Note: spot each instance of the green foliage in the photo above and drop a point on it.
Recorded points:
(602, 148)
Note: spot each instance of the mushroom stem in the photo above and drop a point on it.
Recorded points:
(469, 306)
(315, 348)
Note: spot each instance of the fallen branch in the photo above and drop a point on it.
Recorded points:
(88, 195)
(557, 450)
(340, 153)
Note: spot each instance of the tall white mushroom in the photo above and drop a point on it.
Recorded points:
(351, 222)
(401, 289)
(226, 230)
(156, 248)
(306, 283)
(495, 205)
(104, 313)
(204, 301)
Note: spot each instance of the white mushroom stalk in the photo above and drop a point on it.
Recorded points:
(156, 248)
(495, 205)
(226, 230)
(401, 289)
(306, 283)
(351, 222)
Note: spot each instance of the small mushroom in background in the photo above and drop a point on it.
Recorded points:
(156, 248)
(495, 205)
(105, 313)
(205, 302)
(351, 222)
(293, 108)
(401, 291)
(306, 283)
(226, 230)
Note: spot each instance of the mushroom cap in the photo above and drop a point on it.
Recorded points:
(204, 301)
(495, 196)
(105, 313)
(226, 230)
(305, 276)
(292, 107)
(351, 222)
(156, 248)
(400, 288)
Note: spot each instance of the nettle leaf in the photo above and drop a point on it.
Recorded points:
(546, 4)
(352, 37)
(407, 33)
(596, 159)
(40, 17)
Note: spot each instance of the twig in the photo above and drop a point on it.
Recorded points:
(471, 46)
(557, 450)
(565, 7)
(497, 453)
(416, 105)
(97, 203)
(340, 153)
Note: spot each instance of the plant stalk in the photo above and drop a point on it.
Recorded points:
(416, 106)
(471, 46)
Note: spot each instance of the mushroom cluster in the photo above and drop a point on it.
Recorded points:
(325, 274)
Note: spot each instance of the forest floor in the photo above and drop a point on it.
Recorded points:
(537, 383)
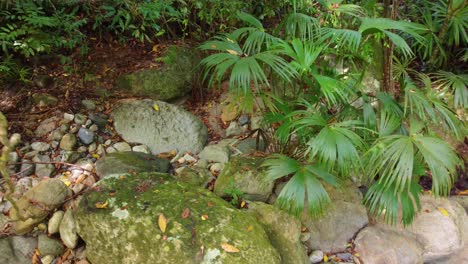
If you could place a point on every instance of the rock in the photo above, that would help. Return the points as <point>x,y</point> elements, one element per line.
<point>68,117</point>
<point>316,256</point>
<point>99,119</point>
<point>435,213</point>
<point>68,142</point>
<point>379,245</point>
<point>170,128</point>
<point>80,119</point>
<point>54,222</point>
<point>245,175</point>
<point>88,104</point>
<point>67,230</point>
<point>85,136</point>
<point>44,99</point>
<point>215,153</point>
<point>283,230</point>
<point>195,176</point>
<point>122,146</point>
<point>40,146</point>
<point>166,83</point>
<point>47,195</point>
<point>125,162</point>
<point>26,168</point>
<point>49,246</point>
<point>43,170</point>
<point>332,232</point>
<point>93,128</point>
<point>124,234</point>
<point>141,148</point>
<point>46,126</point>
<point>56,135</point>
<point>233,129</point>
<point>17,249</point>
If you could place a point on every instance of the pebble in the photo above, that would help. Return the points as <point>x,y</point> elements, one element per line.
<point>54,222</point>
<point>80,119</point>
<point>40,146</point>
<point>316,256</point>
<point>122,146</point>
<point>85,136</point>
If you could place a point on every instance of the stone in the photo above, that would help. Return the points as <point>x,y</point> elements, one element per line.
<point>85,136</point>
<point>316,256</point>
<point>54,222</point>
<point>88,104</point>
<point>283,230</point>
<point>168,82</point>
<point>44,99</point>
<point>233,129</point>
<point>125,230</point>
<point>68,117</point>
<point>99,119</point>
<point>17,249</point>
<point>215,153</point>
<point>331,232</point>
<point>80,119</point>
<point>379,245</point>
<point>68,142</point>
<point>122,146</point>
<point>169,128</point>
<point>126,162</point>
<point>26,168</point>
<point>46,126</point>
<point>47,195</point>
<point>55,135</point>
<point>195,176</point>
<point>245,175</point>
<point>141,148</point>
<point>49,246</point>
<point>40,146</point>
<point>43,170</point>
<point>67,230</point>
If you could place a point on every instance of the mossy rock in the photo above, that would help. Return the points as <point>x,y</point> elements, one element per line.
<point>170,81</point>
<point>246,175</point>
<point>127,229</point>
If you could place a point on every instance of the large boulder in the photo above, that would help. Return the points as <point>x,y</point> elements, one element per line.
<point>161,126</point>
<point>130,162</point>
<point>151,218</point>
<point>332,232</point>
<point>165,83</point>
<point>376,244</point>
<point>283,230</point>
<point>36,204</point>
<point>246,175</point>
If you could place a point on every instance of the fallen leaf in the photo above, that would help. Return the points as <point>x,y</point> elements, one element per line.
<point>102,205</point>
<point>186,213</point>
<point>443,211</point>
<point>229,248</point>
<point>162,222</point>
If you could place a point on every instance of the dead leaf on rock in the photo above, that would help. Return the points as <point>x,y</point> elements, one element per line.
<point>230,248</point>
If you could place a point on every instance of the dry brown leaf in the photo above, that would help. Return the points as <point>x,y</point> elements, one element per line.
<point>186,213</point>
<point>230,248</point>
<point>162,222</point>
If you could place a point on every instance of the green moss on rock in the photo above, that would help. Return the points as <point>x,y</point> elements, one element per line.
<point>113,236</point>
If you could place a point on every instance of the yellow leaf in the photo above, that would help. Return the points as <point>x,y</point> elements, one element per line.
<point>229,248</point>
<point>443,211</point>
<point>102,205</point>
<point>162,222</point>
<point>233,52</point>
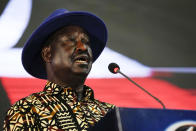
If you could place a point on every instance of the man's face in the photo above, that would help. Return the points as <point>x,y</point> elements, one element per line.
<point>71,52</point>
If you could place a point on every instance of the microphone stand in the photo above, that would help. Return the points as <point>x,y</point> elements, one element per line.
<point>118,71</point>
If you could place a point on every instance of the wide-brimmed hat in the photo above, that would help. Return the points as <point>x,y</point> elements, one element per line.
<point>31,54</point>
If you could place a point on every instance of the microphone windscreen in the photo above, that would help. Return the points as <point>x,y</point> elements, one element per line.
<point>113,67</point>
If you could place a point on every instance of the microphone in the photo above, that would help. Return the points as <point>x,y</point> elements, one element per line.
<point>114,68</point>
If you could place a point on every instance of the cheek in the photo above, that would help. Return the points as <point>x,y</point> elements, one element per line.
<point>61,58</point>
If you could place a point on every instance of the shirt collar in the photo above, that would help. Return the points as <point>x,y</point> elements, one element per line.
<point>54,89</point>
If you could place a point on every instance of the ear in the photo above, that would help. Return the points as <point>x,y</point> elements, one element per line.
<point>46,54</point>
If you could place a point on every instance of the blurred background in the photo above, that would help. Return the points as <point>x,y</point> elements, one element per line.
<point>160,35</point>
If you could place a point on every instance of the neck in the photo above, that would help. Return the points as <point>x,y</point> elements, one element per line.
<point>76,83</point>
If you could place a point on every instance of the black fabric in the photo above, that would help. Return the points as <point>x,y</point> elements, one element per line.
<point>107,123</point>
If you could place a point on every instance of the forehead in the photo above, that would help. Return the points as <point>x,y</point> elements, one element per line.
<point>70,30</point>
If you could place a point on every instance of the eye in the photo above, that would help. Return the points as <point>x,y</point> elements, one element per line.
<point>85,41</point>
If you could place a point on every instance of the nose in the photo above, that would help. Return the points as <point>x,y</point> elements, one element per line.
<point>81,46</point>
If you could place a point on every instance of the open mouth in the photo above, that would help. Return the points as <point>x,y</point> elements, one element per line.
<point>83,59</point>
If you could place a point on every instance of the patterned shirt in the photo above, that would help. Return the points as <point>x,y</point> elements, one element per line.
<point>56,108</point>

------------------------------------------------------------------------

# [Task brief]
Lines with "stalk": find them in the data and copy each one.

# [Output for this exercise]
Note: spot each instance of the white mushroom stalk in the photo above and drop a point on it.
Note: spot each instance of the plant stalk in the photo above and drop a point on it.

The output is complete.